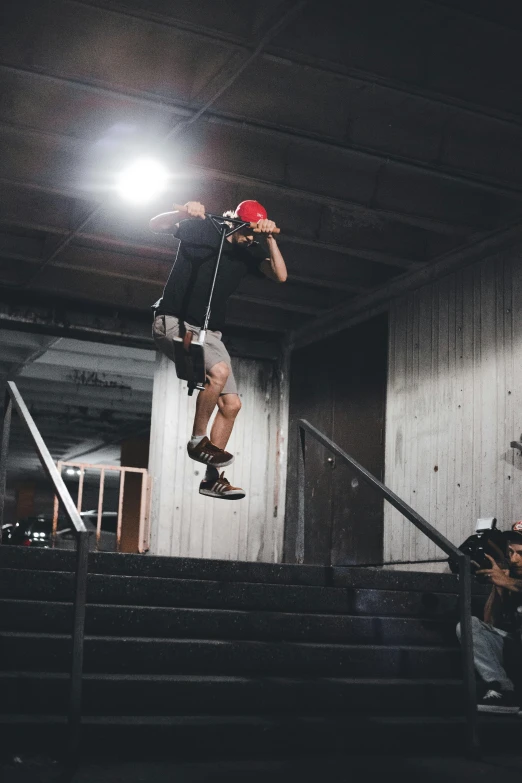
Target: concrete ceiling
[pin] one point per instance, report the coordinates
(380, 136)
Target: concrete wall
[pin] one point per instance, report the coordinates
(454, 403)
(185, 523)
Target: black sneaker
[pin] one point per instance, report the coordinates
(501, 702)
(220, 488)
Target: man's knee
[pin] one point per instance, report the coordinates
(218, 374)
(229, 405)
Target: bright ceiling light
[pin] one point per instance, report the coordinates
(142, 181)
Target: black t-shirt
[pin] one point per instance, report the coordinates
(187, 290)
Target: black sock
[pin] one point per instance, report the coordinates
(212, 473)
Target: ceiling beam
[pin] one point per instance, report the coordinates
(365, 307)
(472, 15)
(407, 218)
(439, 170)
(280, 24)
(159, 252)
(317, 64)
(44, 313)
(269, 302)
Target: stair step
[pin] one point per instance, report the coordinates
(120, 619)
(138, 655)
(190, 593)
(232, 571)
(191, 695)
(197, 737)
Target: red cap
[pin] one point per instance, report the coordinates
(251, 211)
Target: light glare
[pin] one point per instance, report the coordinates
(142, 181)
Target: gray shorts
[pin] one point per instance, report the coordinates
(166, 327)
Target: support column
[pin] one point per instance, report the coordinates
(187, 524)
(134, 454)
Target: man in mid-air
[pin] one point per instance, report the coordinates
(182, 307)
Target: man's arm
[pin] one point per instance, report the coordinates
(500, 577)
(274, 266)
(168, 221)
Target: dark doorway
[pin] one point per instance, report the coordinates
(339, 385)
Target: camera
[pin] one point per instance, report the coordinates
(486, 540)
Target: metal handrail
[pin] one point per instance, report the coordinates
(14, 399)
(428, 530)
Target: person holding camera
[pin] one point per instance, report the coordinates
(500, 626)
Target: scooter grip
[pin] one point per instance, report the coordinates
(258, 231)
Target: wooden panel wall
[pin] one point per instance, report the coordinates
(454, 404)
(339, 386)
(187, 524)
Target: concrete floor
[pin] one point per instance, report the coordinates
(341, 769)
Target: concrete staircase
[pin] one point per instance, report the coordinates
(191, 656)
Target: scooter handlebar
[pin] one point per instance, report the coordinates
(253, 226)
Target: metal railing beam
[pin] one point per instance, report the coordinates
(466, 639)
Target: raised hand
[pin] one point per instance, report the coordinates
(195, 209)
(265, 226)
(496, 575)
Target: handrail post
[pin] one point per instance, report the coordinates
(299, 541)
(4, 449)
(468, 665)
(75, 703)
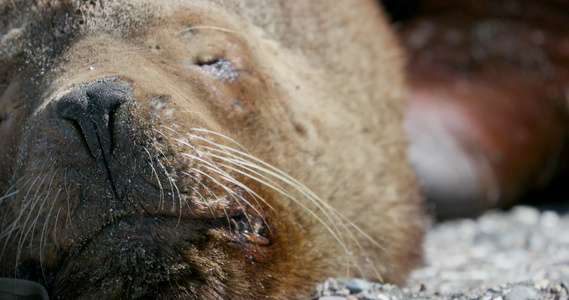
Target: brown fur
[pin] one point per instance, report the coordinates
(146, 203)
(487, 110)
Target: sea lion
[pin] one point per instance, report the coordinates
(487, 113)
(202, 149)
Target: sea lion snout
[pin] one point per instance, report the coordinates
(91, 108)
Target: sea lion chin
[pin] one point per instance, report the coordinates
(202, 150)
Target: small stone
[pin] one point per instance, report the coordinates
(357, 285)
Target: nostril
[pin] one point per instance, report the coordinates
(92, 110)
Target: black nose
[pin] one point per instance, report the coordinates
(91, 108)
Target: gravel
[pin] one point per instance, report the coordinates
(518, 254)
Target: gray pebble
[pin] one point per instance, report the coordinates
(357, 285)
(521, 293)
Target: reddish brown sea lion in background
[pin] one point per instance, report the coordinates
(487, 110)
(202, 149)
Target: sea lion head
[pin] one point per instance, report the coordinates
(203, 150)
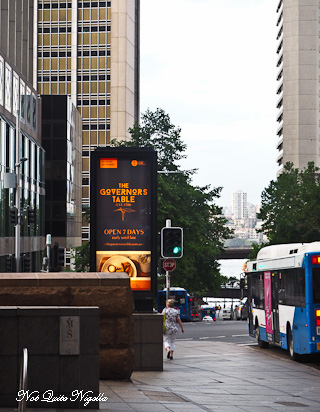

※ ※ ※

(WORK INSTRUCTIONS) A faithful copy of every record is needed here. Leave the images out of it.

(RESPONSE AREA)
Target: concrete ceiling
[pin] one point per instance, report the coordinates
(380, 136)
Target: concrete wall
[pin] one point per instance, report the coordinates
(454, 403)
(185, 523)
Target: black sneaker
[pin] one point per instance, report the coordinates
(501, 702)
(220, 488)
Target: man's knee
[pin] one point per instance, report the coordinates
(218, 374)
(229, 405)
Target: bright ceiling light
[pin] one point per instance, report the coordinates
(142, 181)
Target: black t-shirt
[pin] one point per instance, report the coordinates
(187, 290)
Target: black sock
[pin] one point per instance, report the coordinates
(212, 473)
Target: ceiling beam
[pin] one point per instance, report the coordinates
(365, 307)
(472, 15)
(407, 218)
(439, 170)
(280, 24)
(159, 252)
(317, 64)
(44, 313)
(269, 302)
Target: stair step
[pin] one point per instance, report the coordinates
(120, 619)
(138, 655)
(190, 593)
(232, 571)
(191, 695)
(197, 737)
Target: red cap
[pin] one point per instance, report the coordinates
(251, 211)
Target: light glare
[pin] one point per instance, report the coordinates
(142, 181)
Target: gray shorts
[pin] one point per instance, report the coordinates
(166, 327)
Target: support column
[pin] one point per instance, report the coordinates
(187, 524)
(134, 454)
Target: man in mid-air
[pin] one point per instance, report the coordinates
(182, 307)
Target: man's arm
[pin] one point per instance, report the coordinates
(500, 577)
(274, 266)
(168, 221)
Target: dark doorway
[pin] one point per instance, report the coordinates
(339, 385)
Target: camera
[pin] one point per instance, report the coordinates
(486, 540)
Target: metal handrail
[pin] one point per instance, report the coordinates
(14, 399)
(428, 530)
Target: person holding camera
[pin] one point per instance, report the coordinates
(500, 626)
Target: scooter grip
[pin] one point per instance, report the coordinates
(258, 231)
Target: wooden panel wall
[pin] one point per instance, report the coordinates
(454, 404)
(339, 386)
(187, 524)
Target: concrete floor
[pin] one point per instance, report the coordinates
(341, 769)
Target: concrete staircase
[pin] one point per instance, report the coordinates
(191, 656)
Target: scooter handlebar
[pin] one point per instance, report the coordinates
(253, 226)
Target: metal railing beam
[pin] one point per instance, report the coordinates
(466, 639)
Target: raised hand
[pin] one point per instance, report the coordinates
(195, 209)
(265, 226)
(496, 575)
Target: handrail post
[pin] one point per instance, report the coordinates
(299, 541)
(4, 449)
(468, 665)
(75, 703)
Target: brown fur
[pin] one point per instance, report the coordinates
(146, 203)
(487, 110)
Target: sea lion
[pin] one point per instance, report the coordinates
(487, 113)
(202, 149)
Target: sea lion snout
[pin] one point per instance, report the coordinates
(91, 108)
Target: sea lion chin
[pin] one point per instance, report the coordinates
(202, 150)
Target: small stone
[pin] one point per instance, report the coordinates
(357, 285)
Target: nostril
[pin] one point per instance, report the coordinates
(92, 110)
Target: black nose
[pin] one point per instance, report the coordinates
(91, 108)
Target: gravel
[pin] one point per instance, report the coordinates
(518, 254)
Target: gray pebble
[pin] one point per instance, report the coordinates
(357, 285)
(521, 293)
Target: reddish brown sea lion in background
[pin] one point per instance, report the coordinates
(487, 110)
(202, 149)
Target: sea lion head
[pin] one point per instance, report the coordinates
(203, 150)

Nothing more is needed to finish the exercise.